## HOW TO COMPLETE THIS TASK
Transcribe the records word for word. Leave every picture out.

:::

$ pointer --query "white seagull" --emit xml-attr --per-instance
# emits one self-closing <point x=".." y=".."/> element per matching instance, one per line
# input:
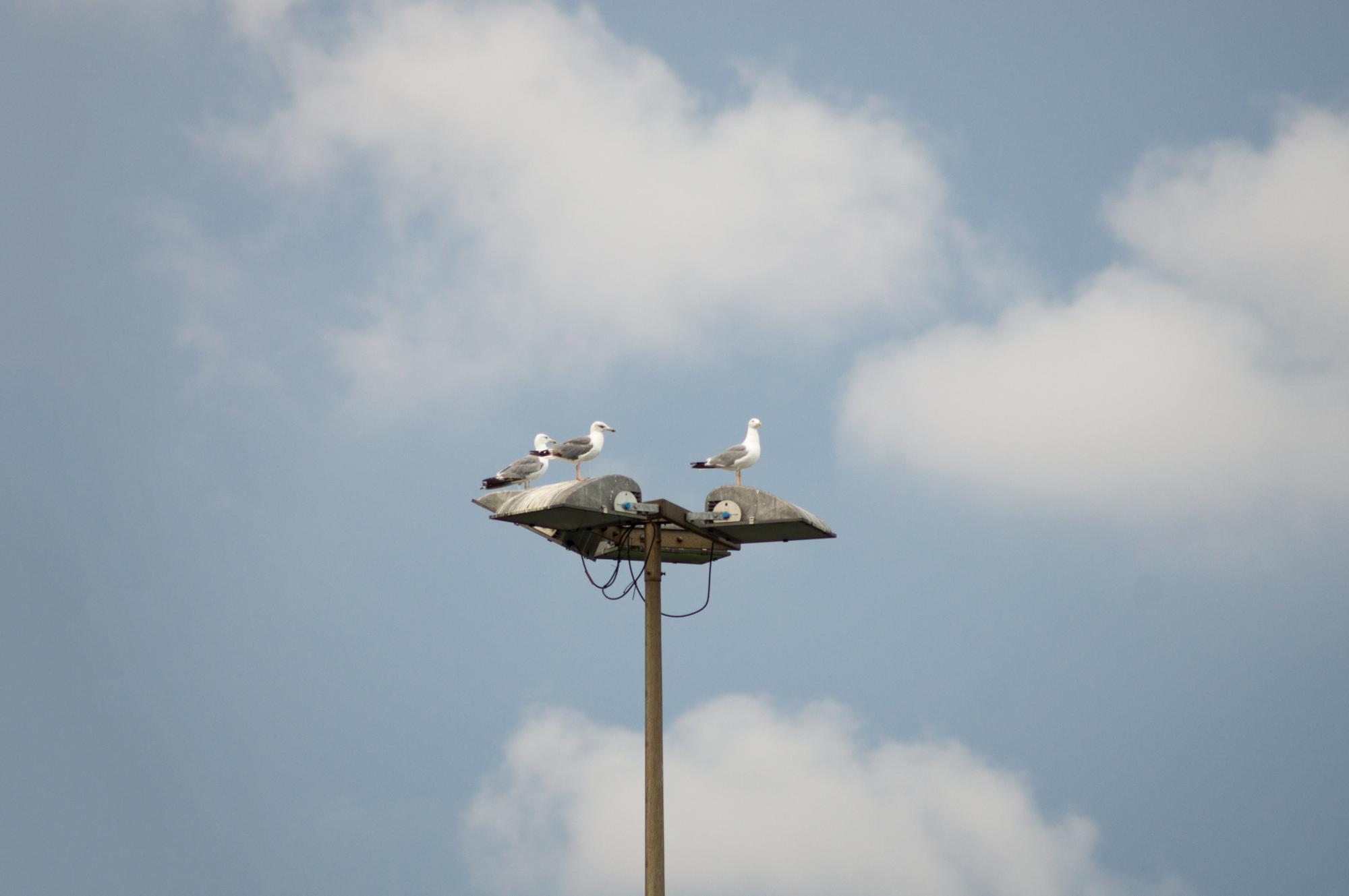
<point x="737" y="456"/>
<point x="524" y="470"/>
<point x="582" y="448"/>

:::

## SOLUTION
$ pointer --query "white seagull" --emit xml-attr --per-instance
# emits one self-closing <point x=".." y=".."/> element per matching instance, one per line
# input:
<point x="737" y="456"/>
<point x="524" y="470"/>
<point x="582" y="448"/>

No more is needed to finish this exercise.